Apply what you read —
a) Decide whether each statement below agrees with the blog article on the swine flu. Answer yes or no for each, and quote the deciding words of the article.
(i) The author grants that the swine flu is a harsher form of the flu.
(ii) The author has seen clear evidence that the swine flu warrants concern at pandemic levels.
(iii) The co-payment the author mentions is 20%.
b) Answer these questions from the blog article on the swine flu.
(i) How long does the article say a person might sit in a county hospital?
(ii) In the article's example, how much has the insurance paid?
(iii) According to the article, what did people without money once exchange with a doctor?
c) Resume the blog article on the swine flu at the point where it stops, and keep writing it in the same voice.
#### Supplied text
A blog article by Bonniejean Alford (Educator, Activist, World Citizen)
Yes, I said it. I think the focus on the swine flu is more than a bit extreme.
Yes, it is true that it is a more harsh form of the flu, but it is still just a flu, isn’t it? Why suddenly are we as society, domestically and globally, so concerned with this particular strain of the flu? I have yet to see clear evidence that this is truly something to be concerned with at pandemic levels, especially when there are other much more serious medical issues to be concerned with, both within America’s borders and throughout the global community.
Within America, millions of people go without any medical treatment at all. They are not privy to legal protections that allow them the right to go to a county hospital and sit for eighteen hours and be able to work with the hospital for payment of the bill, or complete waiving of said bill. Sometimes, people wait so long to see a doctor, that a solution to the problem is no longer available.
And sometimes, even with insurance, the co-payment of 20% is such a hindrance in maintaining the normal life function of a person, that the harassing calls to get $75, after being paid $500 from the insurance, does more harm to the patient than good for the doctors’ offices being relentless in their pursuit of collecting such a small amount of money.
What ever happened to the days where the patient’s needs were the most important?
I recall learning about a time in history that when a person didn’t have the monetary means to pay a doctor, they exchanged goods or services. The patient was simply put first. There wasn’t this overwhelming need to make money from the transaction, though when a patient had traditional form of payment, that was expected.
########
#### Data records
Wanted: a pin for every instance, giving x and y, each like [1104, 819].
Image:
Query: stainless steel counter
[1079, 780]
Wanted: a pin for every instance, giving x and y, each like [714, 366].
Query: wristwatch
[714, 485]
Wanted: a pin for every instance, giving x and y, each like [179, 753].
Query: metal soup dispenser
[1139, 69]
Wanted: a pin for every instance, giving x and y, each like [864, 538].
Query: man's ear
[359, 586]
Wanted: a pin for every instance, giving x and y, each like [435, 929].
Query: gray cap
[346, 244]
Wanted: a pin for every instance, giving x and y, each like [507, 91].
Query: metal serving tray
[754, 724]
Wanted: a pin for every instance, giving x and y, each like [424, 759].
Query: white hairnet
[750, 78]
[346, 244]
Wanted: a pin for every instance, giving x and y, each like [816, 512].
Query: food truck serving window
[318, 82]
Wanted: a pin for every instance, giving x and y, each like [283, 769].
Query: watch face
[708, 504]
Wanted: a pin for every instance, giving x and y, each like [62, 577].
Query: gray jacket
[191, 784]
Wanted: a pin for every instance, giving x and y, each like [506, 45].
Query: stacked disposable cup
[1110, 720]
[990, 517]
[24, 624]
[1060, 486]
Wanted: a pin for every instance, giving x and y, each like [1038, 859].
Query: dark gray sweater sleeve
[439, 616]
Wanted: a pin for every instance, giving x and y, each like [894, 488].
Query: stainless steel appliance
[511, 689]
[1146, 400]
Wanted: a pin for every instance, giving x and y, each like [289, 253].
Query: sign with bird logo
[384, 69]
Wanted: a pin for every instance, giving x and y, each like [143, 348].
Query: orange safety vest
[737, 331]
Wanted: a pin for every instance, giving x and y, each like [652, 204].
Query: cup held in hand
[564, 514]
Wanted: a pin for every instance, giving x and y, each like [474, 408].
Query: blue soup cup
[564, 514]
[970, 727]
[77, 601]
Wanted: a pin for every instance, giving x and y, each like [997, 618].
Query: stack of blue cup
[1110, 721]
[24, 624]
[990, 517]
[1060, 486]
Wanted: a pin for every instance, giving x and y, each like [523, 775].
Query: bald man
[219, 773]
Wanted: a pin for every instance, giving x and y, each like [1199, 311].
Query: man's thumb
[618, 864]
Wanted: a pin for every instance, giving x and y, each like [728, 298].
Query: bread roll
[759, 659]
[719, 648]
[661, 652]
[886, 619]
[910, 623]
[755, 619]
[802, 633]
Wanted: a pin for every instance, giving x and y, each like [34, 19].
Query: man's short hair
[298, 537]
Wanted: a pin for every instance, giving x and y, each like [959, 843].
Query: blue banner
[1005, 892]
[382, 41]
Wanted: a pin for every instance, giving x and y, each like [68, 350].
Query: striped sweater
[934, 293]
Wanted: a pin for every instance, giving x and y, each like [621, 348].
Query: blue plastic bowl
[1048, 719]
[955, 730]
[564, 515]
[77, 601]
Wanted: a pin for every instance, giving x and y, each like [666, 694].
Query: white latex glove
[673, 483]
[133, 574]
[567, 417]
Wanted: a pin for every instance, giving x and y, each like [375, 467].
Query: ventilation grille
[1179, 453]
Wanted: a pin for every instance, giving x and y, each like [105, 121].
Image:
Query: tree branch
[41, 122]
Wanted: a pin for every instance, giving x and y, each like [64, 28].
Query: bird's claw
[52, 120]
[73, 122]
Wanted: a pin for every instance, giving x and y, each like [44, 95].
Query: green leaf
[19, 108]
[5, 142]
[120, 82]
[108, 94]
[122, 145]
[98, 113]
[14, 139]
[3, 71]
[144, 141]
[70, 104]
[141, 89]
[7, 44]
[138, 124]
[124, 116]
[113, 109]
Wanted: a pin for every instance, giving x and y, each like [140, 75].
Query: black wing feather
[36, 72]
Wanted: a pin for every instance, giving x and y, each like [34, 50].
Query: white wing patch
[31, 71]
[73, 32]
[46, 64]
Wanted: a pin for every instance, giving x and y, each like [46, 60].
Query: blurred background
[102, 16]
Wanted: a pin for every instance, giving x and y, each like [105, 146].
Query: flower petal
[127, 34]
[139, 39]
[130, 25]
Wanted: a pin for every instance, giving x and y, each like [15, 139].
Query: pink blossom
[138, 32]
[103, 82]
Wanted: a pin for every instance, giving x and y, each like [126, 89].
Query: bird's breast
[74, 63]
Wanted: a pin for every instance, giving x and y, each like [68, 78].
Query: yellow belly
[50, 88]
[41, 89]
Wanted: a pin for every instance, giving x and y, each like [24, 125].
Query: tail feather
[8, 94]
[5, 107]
########
#### Data records
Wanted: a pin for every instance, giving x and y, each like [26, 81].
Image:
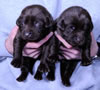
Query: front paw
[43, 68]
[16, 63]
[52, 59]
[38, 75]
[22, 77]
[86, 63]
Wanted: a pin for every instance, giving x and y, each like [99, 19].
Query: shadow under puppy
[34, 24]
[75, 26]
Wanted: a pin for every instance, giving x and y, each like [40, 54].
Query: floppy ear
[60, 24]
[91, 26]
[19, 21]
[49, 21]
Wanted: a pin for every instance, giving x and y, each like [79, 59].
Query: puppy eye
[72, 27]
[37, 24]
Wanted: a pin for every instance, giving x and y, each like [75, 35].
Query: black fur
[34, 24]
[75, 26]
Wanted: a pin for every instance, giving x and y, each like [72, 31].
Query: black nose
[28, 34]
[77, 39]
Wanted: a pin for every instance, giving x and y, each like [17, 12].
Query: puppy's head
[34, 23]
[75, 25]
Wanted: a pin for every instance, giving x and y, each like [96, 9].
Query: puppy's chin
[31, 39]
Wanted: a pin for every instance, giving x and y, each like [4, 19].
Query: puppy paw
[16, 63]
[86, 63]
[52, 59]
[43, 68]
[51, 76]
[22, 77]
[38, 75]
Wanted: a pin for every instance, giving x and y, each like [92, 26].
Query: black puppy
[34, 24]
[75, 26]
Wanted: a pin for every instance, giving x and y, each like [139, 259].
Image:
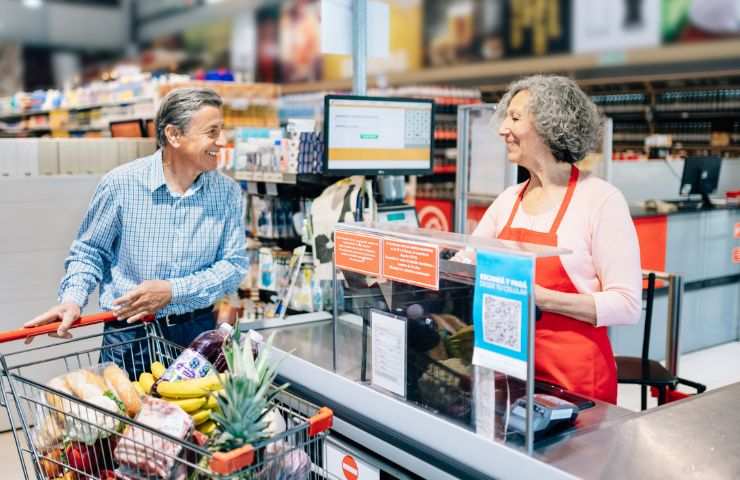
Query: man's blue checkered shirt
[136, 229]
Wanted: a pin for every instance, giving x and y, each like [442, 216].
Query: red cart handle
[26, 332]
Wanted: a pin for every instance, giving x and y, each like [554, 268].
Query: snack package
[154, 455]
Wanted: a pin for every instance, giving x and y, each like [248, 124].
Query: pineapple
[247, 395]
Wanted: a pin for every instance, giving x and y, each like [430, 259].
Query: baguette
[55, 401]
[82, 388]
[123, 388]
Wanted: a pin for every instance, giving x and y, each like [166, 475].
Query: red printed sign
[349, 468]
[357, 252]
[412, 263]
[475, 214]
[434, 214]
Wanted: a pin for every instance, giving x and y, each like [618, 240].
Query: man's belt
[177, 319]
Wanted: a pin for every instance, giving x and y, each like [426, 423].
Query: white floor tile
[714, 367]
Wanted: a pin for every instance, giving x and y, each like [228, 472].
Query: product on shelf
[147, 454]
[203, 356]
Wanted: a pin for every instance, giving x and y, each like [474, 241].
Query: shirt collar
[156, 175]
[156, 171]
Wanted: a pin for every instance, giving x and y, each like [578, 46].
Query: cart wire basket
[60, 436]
########
Answers for the exercise —
a)
(i) Yes: "it is true that it is a more harsh form of the flu"
(ii) No: "I have yet to see clear evidence that this is truly something to be concerned with at pandemic levels"
(iii) Yes: "the co-payment of 20%"

b)
(i) Eighteen hours.
(ii) $500.
(iii) Goods or services.

c)
I think this change in America speaks to a greater underlying issue that one of my students brought up in class: in America, those with money and good insurance see the doctor a lot, whereas the poor and uninsured do not.
But at least in America, the conditions are, for the most part, sanitary and effective.
When I was in Thailand, the group I was with visited a Burmese refugee hospital near the border of Thailand and Burma. The hospital ‘hallways’ were simply muddy walkways between rooms, rooms that only had half walls and barely a roof. Mud was continually tracked in and invaded the supposedly sterile operating area. It was amazing the success rate this clinic had when working to help people.
But many do die here, as well as other poor conditioned medical facilities throughout the world. So why then do I even bring it up? Simply put, it is in these places that we are reminded that the true purpose of medicine is to help the patient survive or die in comfort.
The patient really does need to come first.